> **GOAL OF THE EXERCISE**: For the word "thin", determine how many lines of the entries below contain it, and give only that number.
---------- RECORDS PROVIDED
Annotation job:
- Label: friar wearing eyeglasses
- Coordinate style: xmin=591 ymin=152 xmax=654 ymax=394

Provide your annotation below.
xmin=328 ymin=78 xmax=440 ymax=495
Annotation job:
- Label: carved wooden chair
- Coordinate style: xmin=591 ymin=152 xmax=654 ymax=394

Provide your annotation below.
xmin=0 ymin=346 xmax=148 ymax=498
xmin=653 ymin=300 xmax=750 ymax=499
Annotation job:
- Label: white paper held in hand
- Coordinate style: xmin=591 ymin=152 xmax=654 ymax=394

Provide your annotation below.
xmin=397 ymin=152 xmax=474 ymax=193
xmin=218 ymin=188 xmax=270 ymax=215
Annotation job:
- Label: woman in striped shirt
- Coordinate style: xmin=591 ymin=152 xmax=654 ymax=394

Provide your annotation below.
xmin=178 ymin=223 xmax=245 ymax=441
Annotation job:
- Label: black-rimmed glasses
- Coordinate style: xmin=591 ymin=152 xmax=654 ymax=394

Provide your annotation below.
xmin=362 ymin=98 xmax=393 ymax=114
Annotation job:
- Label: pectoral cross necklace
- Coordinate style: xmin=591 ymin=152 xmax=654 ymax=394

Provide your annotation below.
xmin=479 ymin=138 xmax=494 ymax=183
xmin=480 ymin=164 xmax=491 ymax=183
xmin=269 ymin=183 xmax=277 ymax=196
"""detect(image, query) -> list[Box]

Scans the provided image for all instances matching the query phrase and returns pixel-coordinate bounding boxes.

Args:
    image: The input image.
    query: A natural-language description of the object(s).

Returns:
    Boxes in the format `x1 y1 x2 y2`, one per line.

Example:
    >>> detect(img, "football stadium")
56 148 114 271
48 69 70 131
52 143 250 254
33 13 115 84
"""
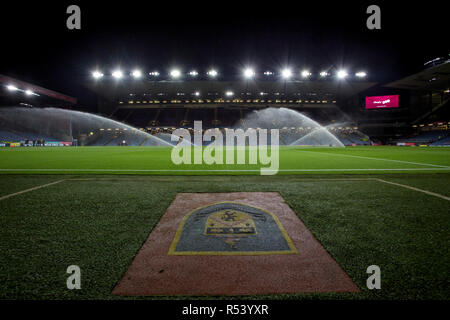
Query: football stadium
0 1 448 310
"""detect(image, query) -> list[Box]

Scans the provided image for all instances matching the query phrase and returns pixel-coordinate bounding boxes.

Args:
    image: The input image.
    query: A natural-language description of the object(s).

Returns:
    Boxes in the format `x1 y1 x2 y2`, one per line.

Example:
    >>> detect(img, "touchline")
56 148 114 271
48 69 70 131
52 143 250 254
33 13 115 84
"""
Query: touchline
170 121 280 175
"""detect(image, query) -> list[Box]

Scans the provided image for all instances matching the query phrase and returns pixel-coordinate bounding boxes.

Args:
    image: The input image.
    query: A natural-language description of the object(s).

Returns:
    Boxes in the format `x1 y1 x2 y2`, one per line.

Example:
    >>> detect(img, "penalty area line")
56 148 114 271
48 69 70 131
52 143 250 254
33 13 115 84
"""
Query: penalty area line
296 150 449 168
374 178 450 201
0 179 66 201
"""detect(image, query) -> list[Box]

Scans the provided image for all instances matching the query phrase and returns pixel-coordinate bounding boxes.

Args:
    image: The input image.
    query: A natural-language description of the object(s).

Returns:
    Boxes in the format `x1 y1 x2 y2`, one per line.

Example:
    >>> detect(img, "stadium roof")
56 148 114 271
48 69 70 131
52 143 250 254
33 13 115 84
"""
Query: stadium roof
--------------------
---------- RECORDS PROVIDED
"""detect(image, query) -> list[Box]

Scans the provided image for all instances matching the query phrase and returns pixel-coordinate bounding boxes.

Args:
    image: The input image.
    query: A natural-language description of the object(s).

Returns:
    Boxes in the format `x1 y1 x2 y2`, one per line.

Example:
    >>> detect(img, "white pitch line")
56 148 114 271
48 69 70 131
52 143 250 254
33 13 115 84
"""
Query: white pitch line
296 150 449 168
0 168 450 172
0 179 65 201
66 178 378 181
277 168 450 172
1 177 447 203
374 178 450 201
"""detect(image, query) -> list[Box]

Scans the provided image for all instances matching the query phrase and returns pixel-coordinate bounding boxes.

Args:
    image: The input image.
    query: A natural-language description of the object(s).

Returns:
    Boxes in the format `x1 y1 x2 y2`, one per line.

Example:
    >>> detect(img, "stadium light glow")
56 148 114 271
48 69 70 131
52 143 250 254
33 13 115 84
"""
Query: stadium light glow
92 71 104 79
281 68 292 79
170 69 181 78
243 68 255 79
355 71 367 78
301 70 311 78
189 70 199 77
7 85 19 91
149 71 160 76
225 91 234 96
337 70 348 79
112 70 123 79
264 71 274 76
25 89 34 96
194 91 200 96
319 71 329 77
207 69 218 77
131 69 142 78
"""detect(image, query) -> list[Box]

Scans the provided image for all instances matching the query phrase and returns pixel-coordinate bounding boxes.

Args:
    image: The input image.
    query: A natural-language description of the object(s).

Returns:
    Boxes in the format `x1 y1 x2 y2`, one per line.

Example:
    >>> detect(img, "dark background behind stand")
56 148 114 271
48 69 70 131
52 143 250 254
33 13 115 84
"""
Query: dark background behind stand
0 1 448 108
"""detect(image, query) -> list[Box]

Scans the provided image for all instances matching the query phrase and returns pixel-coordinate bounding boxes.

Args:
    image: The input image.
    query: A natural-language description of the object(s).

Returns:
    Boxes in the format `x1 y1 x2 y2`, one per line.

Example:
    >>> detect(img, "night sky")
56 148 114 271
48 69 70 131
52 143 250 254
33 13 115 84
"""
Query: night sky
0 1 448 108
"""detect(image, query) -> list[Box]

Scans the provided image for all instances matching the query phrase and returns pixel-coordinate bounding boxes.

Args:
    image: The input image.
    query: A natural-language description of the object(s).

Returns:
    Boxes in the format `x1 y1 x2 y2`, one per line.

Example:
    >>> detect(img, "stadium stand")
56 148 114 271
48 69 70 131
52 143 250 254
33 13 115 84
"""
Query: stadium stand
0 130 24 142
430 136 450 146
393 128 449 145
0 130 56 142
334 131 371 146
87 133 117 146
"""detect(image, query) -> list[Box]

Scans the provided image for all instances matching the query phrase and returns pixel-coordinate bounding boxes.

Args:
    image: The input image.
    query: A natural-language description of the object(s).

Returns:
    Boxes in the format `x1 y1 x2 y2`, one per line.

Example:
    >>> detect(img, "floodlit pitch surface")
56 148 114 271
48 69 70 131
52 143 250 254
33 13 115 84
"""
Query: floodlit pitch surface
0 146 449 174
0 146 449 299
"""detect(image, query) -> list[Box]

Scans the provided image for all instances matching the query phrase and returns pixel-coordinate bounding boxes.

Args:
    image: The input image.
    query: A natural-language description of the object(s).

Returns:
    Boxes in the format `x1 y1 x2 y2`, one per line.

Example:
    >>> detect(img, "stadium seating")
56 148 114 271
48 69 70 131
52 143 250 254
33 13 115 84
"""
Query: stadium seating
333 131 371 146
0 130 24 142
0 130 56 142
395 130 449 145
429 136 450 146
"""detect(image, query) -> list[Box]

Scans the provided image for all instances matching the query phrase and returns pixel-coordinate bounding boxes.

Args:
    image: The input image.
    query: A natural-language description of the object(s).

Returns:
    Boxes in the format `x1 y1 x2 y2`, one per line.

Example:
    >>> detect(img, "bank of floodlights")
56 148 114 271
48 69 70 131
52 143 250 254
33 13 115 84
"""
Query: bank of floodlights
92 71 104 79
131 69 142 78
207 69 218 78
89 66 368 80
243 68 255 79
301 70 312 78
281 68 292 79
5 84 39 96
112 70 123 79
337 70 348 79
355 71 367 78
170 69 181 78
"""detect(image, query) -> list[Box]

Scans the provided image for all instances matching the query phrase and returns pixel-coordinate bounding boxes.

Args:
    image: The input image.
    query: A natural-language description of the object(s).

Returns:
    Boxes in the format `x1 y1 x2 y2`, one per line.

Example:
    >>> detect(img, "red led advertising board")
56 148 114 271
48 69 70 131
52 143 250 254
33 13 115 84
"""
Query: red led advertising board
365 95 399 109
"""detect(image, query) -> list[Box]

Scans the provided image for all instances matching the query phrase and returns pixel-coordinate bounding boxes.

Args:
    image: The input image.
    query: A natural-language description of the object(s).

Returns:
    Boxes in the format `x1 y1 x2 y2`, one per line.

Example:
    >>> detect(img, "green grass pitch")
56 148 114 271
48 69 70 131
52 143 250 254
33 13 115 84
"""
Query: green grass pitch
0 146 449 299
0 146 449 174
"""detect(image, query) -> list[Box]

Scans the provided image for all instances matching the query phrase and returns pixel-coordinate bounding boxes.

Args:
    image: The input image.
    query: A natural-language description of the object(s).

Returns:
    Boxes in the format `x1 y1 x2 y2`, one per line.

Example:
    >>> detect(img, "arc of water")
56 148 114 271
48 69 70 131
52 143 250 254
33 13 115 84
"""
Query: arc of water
--------------------
---------- RECORDS PROVIDED
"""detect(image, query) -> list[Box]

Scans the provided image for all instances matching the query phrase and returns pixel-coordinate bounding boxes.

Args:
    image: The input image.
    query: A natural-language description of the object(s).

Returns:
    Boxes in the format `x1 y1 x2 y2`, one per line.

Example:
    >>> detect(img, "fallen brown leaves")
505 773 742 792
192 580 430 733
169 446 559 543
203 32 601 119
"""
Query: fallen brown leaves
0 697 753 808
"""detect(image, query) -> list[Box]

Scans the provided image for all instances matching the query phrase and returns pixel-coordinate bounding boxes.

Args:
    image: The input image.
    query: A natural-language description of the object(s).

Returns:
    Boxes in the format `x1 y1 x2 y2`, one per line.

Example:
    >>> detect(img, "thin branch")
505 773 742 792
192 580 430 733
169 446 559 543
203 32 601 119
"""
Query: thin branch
--------------------
> **EXPECTED ANSWER**: 2